== Problem details ==
Reproduce exactly, and only, the lines running from the start of the entries below to the line containing "on the chicken".

== Excerpted records ==
------------
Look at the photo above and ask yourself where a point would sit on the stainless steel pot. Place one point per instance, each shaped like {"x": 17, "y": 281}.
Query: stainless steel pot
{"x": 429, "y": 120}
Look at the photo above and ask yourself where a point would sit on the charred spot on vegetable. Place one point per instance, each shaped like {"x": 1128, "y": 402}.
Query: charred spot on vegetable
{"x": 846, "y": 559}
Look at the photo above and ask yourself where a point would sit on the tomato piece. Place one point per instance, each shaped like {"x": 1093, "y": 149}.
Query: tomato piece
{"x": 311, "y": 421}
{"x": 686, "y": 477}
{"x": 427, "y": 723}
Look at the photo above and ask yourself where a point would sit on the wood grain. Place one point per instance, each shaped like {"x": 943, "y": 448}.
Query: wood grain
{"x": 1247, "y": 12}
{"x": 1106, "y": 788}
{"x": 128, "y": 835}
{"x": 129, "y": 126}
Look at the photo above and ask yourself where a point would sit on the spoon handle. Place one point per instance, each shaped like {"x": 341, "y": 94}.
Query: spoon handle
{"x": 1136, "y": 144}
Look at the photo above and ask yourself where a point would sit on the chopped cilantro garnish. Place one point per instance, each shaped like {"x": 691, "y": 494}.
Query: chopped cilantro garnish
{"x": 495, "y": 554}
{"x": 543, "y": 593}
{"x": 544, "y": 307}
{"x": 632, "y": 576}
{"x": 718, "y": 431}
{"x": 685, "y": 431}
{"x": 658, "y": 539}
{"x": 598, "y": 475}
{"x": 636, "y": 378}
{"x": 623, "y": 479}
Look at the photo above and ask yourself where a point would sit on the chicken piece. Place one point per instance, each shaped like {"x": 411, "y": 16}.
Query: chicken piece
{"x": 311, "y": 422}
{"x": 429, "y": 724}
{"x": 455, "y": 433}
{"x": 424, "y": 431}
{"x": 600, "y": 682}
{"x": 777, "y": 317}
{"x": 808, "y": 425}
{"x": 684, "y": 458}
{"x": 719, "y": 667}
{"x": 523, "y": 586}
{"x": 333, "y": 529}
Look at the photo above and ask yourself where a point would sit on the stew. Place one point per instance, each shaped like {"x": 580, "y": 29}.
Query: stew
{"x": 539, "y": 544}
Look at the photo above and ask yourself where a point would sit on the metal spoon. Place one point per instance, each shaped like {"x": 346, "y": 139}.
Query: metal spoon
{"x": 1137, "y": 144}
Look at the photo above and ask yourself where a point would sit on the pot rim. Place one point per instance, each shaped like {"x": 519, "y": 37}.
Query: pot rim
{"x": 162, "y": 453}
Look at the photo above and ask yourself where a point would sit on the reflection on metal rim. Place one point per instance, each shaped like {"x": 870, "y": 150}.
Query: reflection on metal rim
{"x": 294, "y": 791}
------------
== Solution for this problem ==
Look at the photo above and ask yourself where a point would sit on the stainless steel pot. Place one point per instance, each shaped like {"x": 17, "y": 281}.
Query: stainless steel pot
{"x": 429, "y": 120}
Look at the photo above and ask yourself where a point would sit on the charred spot on vegetable. Place one point per instance, each shaped like {"x": 1128, "y": 402}.
Query: charred spot on vegetable
{"x": 846, "y": 559}
Look at the photo above and ask yourself where a point would sit on the tomato piece. Place one point per instance, each shaped like {"x": 1093, "y": 149}.
Query: tomato piece
{"x": 311, "y": 421}
{"x": 686, "y": 477}
{"x": 427, "y": 723}
Look at the photo above and ask yourself where a point would sit on the wood grain. Place one point per instance, each shaped like {"x": 943, "y": 448}.
Query: wood grain
{"x": 1247, "y": 12}
{"x": 1106, "y": 788}
{"x": 128, "y": 835}
{"x": 129, "y": 126}
Look at the photo above and ask yourself where a point would sit on the spoon handle. Place one point per instance, each shaped like {"x": 341, "y": 94}.
Query: spoon handle
{"x": 1136, "y": 144}
Look at the photo above and ask yourself where a point would sit on the chopped cilantro garnish. Place one point per instance, each shaped like {"x": 691, "y": 494}.
Query: chopped cilantro garnish
{"x": 495, "y": 554}
{"x": 543, "y": 593}
{"x": 544, "y": 307}
{"x": 632, "y": 576}
{"x": 718, "y": 431}
{"x": 685, "y": 431}
{"x": 658, "y": 539}
{"x": 598, "y": 475}
{"x": 636, "y": 378}
{"x": 623, "y": 479}
Look at the photo above and ask yourself where a point would sit on the chicken piece. Place one point per instance, each shaped like {"x": 411, "y": 16}.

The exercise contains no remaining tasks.